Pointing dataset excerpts

══════

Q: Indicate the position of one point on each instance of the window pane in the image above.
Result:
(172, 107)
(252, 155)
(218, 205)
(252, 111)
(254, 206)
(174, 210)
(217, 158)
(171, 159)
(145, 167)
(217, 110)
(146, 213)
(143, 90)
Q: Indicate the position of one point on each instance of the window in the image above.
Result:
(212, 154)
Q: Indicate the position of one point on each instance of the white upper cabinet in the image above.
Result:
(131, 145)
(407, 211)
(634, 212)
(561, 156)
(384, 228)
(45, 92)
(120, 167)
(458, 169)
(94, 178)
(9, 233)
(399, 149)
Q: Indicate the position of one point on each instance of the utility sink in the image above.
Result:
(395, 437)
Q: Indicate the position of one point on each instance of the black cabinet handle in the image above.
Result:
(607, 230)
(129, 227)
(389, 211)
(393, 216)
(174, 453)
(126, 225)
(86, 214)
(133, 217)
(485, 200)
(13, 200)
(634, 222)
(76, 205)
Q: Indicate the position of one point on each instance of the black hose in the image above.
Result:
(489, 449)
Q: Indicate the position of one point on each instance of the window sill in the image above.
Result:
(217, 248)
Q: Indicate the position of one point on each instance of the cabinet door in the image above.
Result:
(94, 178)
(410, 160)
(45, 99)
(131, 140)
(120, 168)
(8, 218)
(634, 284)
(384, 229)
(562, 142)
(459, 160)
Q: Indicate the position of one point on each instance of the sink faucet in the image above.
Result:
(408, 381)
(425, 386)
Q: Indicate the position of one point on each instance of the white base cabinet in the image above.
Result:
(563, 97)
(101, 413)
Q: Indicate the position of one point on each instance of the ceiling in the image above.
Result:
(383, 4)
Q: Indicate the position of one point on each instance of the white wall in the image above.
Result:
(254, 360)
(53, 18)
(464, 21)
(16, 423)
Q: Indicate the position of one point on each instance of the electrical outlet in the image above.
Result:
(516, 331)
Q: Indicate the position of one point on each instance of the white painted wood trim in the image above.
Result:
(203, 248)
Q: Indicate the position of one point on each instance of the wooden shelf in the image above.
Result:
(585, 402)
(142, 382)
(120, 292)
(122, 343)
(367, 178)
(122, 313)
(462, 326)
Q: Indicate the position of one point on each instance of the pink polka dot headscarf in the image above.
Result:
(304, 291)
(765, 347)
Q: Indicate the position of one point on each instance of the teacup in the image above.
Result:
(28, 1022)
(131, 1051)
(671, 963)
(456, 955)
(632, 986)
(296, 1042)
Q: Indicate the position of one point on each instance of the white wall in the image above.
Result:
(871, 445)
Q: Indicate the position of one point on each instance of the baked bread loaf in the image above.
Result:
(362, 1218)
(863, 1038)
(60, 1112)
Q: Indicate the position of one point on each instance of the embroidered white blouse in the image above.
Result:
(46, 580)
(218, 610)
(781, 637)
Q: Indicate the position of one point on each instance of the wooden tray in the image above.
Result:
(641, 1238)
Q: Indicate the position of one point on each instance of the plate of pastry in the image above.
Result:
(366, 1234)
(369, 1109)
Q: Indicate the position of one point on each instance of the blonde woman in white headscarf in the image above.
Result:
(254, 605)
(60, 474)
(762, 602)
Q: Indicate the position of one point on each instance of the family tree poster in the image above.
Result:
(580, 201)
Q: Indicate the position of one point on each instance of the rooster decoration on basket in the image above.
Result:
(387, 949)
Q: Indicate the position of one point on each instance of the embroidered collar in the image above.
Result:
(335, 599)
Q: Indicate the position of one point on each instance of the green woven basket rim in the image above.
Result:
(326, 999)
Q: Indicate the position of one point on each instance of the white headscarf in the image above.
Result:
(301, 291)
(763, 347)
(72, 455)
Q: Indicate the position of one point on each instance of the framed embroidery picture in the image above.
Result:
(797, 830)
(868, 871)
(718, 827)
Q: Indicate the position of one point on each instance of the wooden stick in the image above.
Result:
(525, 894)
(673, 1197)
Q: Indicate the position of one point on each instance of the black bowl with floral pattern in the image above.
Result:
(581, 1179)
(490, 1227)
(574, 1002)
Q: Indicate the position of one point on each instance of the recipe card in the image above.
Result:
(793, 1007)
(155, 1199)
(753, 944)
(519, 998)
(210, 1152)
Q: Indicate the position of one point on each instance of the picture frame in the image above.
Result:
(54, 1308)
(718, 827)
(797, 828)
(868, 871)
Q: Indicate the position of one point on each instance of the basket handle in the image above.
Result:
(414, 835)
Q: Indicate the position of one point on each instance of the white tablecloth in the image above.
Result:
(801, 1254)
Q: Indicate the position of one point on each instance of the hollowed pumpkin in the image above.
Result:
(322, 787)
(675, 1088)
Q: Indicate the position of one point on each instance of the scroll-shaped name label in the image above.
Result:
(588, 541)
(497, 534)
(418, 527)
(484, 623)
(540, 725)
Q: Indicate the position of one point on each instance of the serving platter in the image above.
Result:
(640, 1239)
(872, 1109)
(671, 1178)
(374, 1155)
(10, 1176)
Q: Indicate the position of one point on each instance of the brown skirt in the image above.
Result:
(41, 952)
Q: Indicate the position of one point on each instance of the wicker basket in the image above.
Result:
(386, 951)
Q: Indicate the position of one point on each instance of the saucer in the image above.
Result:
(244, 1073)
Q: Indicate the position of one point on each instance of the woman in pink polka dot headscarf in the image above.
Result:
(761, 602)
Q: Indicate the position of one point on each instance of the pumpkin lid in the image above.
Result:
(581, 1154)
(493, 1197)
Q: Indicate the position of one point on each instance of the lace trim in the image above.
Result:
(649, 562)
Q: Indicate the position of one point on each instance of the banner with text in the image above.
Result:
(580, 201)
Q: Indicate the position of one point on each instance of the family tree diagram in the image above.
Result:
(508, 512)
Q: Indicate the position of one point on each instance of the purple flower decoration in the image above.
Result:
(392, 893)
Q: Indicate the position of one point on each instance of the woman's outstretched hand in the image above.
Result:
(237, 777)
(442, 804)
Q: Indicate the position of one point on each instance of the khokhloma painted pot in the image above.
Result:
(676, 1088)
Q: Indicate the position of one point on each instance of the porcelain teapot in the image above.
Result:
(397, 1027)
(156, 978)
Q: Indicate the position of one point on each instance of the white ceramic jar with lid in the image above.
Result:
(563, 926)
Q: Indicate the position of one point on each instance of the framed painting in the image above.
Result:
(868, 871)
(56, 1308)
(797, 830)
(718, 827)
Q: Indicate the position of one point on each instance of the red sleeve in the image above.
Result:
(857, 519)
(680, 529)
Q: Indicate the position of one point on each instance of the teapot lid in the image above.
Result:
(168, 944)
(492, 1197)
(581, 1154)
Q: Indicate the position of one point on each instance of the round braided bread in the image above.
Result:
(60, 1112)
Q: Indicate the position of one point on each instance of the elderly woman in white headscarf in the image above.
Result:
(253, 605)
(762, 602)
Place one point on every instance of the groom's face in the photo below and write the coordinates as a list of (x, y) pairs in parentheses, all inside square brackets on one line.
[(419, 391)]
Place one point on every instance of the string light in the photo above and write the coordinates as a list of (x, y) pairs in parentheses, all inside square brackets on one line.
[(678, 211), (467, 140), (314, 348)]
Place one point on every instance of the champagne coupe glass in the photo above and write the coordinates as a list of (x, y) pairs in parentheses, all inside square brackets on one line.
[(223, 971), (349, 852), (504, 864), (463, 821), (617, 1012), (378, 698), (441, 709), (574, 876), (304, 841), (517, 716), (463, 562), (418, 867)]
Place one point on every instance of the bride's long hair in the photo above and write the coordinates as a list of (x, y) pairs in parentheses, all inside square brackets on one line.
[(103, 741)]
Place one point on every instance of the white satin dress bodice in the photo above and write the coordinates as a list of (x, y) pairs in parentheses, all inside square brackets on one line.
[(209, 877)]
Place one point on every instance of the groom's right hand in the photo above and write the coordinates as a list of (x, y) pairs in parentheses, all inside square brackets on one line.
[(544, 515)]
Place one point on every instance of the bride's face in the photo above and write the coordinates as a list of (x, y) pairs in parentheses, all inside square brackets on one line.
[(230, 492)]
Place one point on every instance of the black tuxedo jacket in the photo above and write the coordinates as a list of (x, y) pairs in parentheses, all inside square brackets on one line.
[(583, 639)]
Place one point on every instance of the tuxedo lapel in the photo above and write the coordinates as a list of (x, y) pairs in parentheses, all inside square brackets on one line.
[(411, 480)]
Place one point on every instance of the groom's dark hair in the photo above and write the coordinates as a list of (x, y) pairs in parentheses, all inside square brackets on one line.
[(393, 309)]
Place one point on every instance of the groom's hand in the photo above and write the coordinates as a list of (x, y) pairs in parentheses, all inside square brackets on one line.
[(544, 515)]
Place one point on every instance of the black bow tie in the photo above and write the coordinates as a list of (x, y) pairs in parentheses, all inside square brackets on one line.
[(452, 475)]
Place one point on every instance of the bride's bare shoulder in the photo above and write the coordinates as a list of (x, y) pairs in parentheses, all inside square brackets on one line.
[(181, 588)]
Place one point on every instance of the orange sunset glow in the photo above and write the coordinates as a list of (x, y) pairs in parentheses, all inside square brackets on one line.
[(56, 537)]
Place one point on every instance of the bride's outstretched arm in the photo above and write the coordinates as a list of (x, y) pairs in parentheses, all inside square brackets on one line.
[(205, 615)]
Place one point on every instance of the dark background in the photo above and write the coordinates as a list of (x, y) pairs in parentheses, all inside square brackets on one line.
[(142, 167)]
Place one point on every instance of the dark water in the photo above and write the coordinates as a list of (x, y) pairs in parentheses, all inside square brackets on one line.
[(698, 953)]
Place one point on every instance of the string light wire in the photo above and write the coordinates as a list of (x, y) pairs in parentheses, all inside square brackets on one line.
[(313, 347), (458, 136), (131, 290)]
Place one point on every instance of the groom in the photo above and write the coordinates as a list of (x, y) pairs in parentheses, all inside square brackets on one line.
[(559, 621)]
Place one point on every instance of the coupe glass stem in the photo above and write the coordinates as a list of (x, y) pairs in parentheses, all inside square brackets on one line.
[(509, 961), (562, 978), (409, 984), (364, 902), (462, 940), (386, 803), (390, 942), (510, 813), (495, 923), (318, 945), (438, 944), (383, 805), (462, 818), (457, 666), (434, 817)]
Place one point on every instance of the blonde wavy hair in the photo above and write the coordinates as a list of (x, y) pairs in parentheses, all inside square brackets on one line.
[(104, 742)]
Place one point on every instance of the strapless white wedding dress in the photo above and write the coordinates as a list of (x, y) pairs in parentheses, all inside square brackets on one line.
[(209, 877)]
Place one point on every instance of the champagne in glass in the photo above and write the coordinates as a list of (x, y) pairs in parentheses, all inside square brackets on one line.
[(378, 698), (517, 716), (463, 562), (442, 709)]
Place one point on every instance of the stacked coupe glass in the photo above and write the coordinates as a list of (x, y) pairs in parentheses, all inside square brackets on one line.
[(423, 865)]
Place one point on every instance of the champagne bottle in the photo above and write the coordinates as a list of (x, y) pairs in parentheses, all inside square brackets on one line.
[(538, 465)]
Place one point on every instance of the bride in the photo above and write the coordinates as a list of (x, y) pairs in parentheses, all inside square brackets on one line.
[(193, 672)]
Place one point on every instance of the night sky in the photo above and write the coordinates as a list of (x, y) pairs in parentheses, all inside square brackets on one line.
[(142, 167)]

══════

§ Problem description
Swap "bow tie" for "necktie" in the stretch from the line containing "Place one point on every instance of the groom's hand" through the line containing "[(452, 475)]", leaving everything else unchanged, and give back only those lines.

§ Task output
Place one point on every instance of the groom's hand in the photo above and write the coordinates as a list of (x, y) pairs in parentheses, all inside square brackets on one line.
[(544, 515)]
Place one point on every instance of the black necktie in the photo above and write the coordinates as a list of (x, y) pairs in parentheses, all inside square brackets on one line.
[(452, 475)]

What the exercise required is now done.